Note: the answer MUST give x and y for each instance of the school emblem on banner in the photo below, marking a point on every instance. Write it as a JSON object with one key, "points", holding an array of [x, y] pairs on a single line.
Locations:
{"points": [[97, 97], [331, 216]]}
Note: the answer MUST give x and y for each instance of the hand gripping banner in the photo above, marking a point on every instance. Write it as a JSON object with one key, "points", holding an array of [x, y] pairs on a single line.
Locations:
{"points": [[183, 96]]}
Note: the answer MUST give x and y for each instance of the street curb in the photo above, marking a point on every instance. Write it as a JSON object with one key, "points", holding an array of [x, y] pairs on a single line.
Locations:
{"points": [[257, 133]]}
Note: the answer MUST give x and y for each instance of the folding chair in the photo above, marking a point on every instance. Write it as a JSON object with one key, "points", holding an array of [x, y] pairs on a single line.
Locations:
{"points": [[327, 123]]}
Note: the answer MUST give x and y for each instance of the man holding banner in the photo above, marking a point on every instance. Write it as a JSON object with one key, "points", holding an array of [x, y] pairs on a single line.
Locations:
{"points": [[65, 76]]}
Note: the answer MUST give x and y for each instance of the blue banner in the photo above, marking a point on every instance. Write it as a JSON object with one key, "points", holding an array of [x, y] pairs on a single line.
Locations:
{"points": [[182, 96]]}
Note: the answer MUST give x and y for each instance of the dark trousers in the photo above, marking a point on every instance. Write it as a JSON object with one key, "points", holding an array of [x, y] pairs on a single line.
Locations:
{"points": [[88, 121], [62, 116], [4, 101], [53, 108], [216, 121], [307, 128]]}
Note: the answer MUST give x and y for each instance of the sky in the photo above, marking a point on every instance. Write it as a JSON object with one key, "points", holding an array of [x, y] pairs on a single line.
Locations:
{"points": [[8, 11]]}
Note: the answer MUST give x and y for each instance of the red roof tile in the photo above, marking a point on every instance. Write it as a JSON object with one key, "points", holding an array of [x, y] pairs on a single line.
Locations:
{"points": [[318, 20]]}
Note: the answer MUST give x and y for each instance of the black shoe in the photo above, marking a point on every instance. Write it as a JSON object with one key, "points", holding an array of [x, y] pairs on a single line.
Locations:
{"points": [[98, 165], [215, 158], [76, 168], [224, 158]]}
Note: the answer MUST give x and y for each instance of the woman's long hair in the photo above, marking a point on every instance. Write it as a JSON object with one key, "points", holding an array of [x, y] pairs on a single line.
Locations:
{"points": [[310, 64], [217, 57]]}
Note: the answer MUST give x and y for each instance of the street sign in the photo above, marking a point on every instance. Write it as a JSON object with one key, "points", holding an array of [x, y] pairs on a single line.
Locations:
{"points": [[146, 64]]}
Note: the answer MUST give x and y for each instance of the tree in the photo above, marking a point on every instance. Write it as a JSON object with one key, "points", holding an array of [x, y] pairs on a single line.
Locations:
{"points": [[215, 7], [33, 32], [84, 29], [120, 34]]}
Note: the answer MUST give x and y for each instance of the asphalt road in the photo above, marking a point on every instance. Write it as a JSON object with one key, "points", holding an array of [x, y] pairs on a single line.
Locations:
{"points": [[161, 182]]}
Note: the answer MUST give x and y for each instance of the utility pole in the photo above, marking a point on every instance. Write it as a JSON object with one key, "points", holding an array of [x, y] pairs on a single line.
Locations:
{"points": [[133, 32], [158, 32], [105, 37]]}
* * *
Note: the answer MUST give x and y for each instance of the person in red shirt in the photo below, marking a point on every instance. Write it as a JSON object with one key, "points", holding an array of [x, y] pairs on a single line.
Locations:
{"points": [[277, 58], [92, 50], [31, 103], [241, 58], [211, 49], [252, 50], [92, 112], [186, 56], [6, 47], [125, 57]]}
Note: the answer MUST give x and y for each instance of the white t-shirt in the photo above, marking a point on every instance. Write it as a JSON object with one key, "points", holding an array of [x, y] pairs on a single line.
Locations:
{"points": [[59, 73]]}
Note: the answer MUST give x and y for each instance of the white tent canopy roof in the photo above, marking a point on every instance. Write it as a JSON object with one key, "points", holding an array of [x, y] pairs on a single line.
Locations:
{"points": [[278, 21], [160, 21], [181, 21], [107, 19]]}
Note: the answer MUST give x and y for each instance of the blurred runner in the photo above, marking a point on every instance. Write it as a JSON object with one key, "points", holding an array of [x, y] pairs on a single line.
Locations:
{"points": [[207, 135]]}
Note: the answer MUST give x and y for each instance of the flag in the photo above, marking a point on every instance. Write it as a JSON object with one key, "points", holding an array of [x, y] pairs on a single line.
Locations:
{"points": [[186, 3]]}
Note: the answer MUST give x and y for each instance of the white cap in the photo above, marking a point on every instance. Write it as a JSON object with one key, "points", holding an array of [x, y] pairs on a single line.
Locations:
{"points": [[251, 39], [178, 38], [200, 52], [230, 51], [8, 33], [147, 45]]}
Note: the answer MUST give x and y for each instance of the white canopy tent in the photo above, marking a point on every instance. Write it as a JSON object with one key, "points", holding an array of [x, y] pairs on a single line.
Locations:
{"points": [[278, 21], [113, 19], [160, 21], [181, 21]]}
* * *
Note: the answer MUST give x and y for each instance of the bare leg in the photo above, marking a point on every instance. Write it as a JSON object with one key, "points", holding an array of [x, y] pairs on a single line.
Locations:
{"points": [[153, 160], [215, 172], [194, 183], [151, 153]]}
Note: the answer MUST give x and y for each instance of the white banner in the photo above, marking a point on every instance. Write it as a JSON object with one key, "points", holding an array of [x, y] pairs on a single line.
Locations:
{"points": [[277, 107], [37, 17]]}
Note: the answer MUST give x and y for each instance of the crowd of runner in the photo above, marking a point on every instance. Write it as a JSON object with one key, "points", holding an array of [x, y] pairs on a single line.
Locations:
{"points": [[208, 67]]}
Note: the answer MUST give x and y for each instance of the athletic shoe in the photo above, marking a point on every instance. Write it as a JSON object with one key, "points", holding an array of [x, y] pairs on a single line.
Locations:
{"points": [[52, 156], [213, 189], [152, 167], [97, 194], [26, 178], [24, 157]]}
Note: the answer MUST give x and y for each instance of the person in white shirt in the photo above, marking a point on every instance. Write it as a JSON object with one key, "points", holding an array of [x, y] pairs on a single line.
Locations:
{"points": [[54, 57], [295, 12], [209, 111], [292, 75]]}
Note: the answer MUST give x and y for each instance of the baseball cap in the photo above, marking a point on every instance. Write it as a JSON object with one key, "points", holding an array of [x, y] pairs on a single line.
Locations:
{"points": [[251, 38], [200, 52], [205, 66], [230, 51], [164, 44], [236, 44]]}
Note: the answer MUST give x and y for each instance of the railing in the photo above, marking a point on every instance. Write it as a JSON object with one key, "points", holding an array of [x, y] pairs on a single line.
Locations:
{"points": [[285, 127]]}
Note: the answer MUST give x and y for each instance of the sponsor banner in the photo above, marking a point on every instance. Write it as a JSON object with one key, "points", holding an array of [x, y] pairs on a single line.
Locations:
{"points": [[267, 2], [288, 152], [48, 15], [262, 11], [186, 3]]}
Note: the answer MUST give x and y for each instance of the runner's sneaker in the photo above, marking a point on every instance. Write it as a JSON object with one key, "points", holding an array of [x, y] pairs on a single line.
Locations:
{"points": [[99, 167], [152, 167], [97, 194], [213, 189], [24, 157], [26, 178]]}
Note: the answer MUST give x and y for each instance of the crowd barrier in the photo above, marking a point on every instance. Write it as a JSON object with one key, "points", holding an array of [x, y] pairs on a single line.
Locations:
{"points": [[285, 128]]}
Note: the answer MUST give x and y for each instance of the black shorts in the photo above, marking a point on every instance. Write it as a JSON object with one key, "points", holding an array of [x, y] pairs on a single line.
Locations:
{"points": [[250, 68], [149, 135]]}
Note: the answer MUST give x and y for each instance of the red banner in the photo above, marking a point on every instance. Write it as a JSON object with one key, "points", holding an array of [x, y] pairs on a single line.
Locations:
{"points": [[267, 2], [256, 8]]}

● **What you will do**
Pick out every line of the data above that contains the string "tent" and copy each such line as it appears.

● **Output below**
Note: the answer MUST give x and y for each instance of the white tent canopy roof in the photo above, marking a point on every instance. Write it as a JSON object with one key, "points", holding an array of [x, y] pairs on a single line.
Note: the answer MUST give x and y for each instance of the white canopy tent in the photo above, marking a point on every instance. Write it as a JSON object with one key, "points", holding an array of [x, y] pairs on a single line.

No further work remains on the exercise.